→ REQUIRED ACTION
All of the records should be given again exactly as they appear.

[[ DATASET CONTENT open ]]

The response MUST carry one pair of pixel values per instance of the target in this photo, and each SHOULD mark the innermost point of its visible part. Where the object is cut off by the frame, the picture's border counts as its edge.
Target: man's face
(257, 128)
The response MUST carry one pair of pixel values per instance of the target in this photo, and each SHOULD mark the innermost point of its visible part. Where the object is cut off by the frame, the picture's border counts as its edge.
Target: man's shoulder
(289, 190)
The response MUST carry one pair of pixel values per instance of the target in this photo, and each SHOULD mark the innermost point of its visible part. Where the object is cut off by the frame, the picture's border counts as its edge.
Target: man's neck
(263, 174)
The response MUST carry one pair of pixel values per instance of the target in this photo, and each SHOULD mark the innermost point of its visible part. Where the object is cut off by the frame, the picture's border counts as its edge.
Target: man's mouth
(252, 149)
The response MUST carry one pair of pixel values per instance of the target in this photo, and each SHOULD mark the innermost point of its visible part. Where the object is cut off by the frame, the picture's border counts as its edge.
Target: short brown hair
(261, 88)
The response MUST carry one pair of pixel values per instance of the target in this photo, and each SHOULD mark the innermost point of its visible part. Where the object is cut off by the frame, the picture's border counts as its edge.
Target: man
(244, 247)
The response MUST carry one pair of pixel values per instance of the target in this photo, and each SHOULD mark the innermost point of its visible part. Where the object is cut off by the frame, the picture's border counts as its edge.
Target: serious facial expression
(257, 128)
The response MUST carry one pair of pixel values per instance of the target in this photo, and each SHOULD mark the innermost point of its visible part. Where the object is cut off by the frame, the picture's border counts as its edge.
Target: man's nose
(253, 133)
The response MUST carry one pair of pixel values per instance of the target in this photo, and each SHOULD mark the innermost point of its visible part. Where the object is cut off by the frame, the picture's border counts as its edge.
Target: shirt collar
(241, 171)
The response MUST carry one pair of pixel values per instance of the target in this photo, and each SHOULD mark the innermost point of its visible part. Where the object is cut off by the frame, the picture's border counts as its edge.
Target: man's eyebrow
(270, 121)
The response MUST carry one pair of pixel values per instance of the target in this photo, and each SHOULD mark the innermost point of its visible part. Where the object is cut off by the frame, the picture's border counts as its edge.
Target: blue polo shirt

[[ DATASET CONTENT closed ]]

→ SOLUTION TO THE EXERCISE
The response MUST carry one pair of pixel values per instance of the target in this photo, and each SHOULD mark the innermost point of its visible part. Where the object is cut off by the frame, the picture's border counts as its edge.
Target: man's face
(257, 128)
The response MUST carry one pair of pixel values per instance of the target in this photo, and each SHOULD mark the innermost point of its visible part. Where the object is cut off by the frame, the picture's border counts as its edge.
Target: man's shoulder
(289, 190)
The response MUST carry one pair of pixel values per instance of the target in this photo, and each SHOULD mark the innermost point of its visible part. Where the object is cut off by the frame, the picture's border counts as its edge.
Target: man's neck
(263, 174)
The response MUST carry one pair of pixel values per instance of the target in this photo, and each SHOULD mark the innermost point of its visible part. Where the object is cut off by the frame, the picture's border counts as its edge.
Target: man's mouth
(252, 149)
The response MUST carry one pair of pixel values per instance of the target in this photo, and each SHOULD mark the innermost point of its visible part. Where the object is cut off by the frame, the picture's border counts as its edge.
Target: short brown hair
(261, 88)
The response MUST carry one pair of pixel values per instance of the target in this photo, and each SHOULD mark the innermost point of its visible part. Where the object is cut off by the frame, the picture's border counts as its edge.
Target: man
(244, 247)
The response MUST carry one pair of pixel values per instance of the target in this photo, and each SHOULD mark the innermost point of its visible part. Where the object is cut off by the frame, the picture's border counts as its edge.
Target: serious facial expression
(257, 128)
The response MUST carry one pair of pixel values per instance of the target in this photo, and each SHOULD mark the innermost point of its visible part. Where the object is cut off by the frame, the picture's border counts as its edge.
Target: man's nose
(253, 133)
The response MUST carry one pair of pixel values per instance of the target in this photo, and each SHOULD mark the innermost point of its visible part. Where the object is cut off by the frame, the picture's border counts as its edge.
Target: shirt collar
(241, 171)
The response MUST carry one pair of pixel values per instance of the target in this photo, and each SHOULD mark the innermost point of its visible part. Where the object is cut off by the frame, the picture's border counts as its edge.
Target: man's eyebrow
(270, 121)
The response MUST carry one pair of pixel values per instance of the target in this photo, and each SHOULD mark the innermost point of its visible part. Where the object is cut off by the frame, the picture's border counts as its edge.
Target: blue polo shirt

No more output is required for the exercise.